__WORK ITEM__: A faithful, complete transcript of the entries below, without pictures, should be returned.

Records from a data collection:
▬▬▬▬▬▬

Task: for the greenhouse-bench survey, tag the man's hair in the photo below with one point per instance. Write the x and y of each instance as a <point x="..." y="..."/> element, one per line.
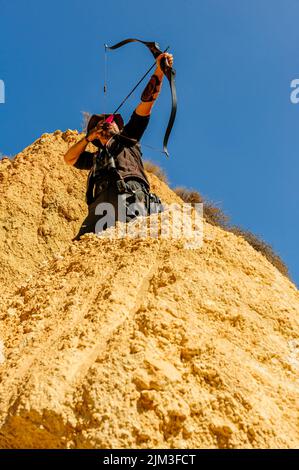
<point x="96" y="118"/>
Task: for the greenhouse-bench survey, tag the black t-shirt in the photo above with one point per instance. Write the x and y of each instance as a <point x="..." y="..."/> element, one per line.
<point x="134" y="129"/>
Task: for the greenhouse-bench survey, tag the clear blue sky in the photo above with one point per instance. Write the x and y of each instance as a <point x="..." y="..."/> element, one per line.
<point x="236" y="134"/>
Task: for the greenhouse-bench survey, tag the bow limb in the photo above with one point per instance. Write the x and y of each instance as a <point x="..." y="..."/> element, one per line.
<point x="170" y="74"/>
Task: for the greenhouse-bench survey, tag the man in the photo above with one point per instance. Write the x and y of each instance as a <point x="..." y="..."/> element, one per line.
<point x="117" y="179"/>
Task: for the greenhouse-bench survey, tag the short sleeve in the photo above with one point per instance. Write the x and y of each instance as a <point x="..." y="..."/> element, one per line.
<point x="85" y="161"/>
<point x="136" y="126"/>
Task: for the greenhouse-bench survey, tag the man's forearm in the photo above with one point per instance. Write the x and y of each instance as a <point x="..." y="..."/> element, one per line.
<point x="74" y="152"/>
<point x="150" y="93"/>
<point x="153" y="88"/>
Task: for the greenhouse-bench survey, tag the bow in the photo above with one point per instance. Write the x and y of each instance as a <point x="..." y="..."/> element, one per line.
<point x="168" y="71"/>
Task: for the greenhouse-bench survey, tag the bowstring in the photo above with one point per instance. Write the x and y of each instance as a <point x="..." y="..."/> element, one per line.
<point x="105" y="88"/>
<point x="105" y="76"/>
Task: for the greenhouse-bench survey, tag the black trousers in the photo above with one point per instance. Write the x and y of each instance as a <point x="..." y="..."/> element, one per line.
<point x="109" y="207"/>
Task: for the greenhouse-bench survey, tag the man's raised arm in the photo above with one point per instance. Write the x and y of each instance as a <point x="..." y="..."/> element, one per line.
<point x="153" y="88"/>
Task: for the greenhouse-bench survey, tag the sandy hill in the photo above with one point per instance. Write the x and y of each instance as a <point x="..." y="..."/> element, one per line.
<point x="135" y="342"/>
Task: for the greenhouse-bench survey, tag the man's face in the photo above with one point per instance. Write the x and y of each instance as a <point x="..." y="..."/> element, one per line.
<point x="107" y="130"/>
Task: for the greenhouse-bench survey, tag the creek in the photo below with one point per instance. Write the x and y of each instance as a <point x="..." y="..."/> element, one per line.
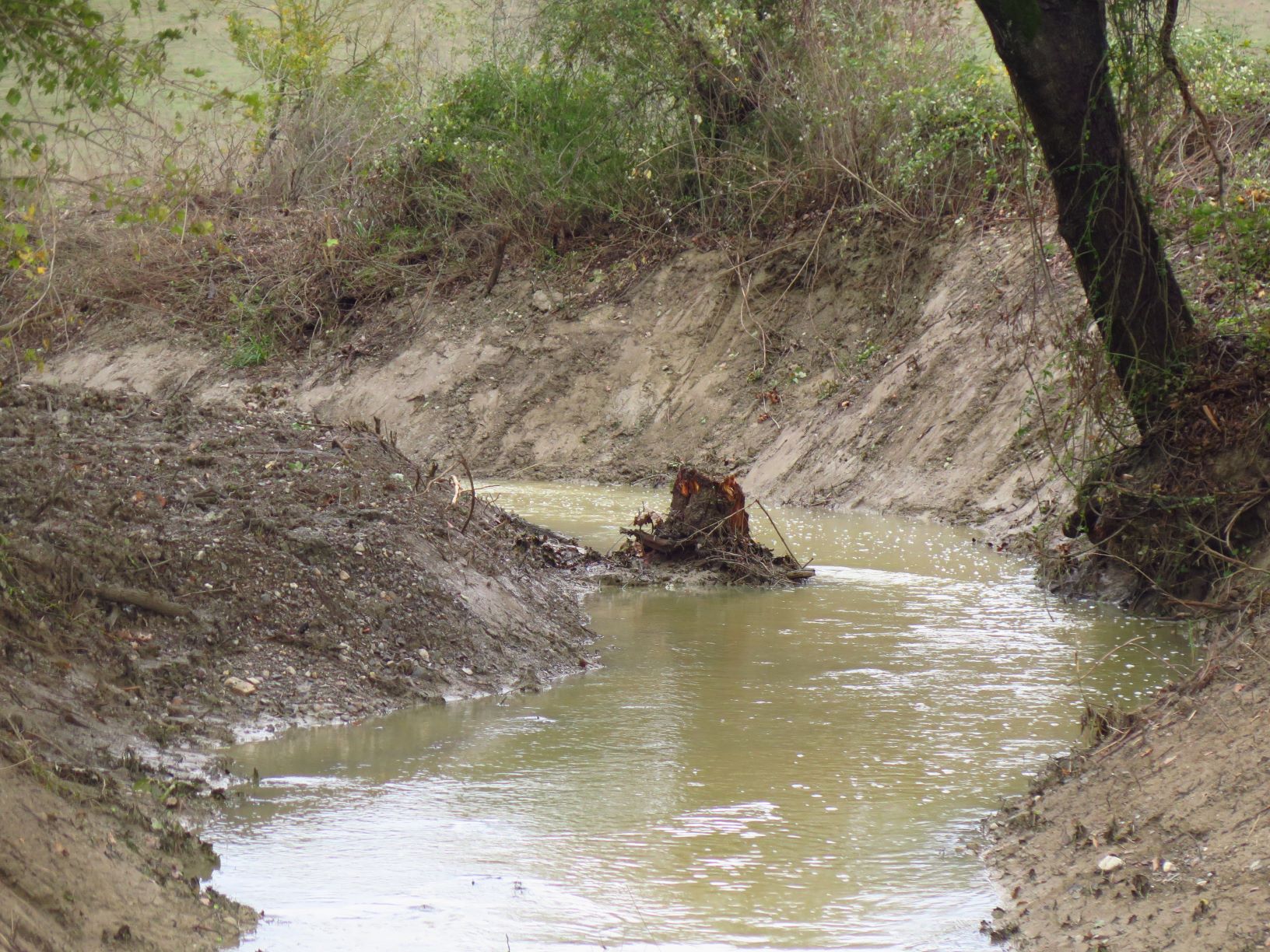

▬▬▬▬▬▬

__ANSWER SPACE__:
Task: for the greenhouse-bench survey, tag the man's hair in the photo below with one point per instance. Write the x and y of each instance as a <point x="..." y="..."/> element, one per line.
<point x="96" y="118"/>
Task: for the greenhouse-bench survey, tag the black t-shirt in the photo above with one point per instance. Write the x and y of each instance as a <point x="..." y="..."/> element, one per line.
<point x="134" y="129"/>
Task: for the greenhouse-bench survey, tag the clear blue sky in the photo above with one point per instance. Write the x and y of each instance as a <point x="..." y="..."/> element, one per line.
<point x="236" y="134"/>
Task: for the greenhouse-bench survey, tag the bow limb in the photo above with one point per instance. Write the x and y of each instance as a <point x="..." y="..."/> element, one per line.
<point x="170" y="74"/>
Task: for the greenhouse-bench survey, tag the man in the photo above with one point per instance. Write the x and y of each instance as a <point x="..." y="..."/> element, one per line.
<point x="117" y="179"/>
Task: for the greenhouse-bench survey, tag the short sleeve in the photo above with one point per instance. Write the x and y of each instance as a <point x="..." y="..."/> element, one per line.
<point x="85" y="161"/>
<point x="136" y="126"/>
Task: for the greenhouse-bench survey, tag the man's forearm in the photo above with one point per instance. Write the x and y of each instance as a <point x="..." y="..."/> element, one per line.
<point x="74" y="152"/>
<point x="150" y="93"/>
<point x="153" y="88"/>
Task: for the greenhouse-bench survey, tag the bow in the photo above with one point per instance. Write the x and y of each instance as a <point x="..." y="..."/> element, one per line.
<point x="168" y="71"/>
Task: for the greenhouse-bench survey, tag the bowstring in the photo above with one point per instance. Write the x and y of each instance as a <point x="..." y="..."/> element, one per line.
<point x="105" y="88"/>
<point x="105" y="76"/>
Task: for the greenhouse-bench survey, tag the black trousers in the photo above with one point per instance. Write the x and y of each instance as a <point x="..." y="..."/> element, one per line.
<point x="109" y="207"/>
Task: for the greenhouse-bench survey, tag the man's raised arm in the photo above with one point per instance. Write the x and y of each instance as a <point x="..." y="..."/> element, one per line.
<point x="153" y="88"/>
Task: for the greenhouse-bench survey, tag the sandy hill in the photo above with one point per instance. Write the x and y of each instance as a <point x="..." y="..."/> element, one per line.
<point x="135" y="342"/>
Task: for the greenhouse-bench survey, tag the man's face in the photo above with one point per instance. Write the x and y of each instance as a <point x="..." y="..."/> element, one per line.
<point x="107" y="130"/>
Task: for the greenhouse-bench survey, tag the creek in the photo below with one point per instance. Write the x and y of each instance as a <point x="..." y="..."/> element, one per line.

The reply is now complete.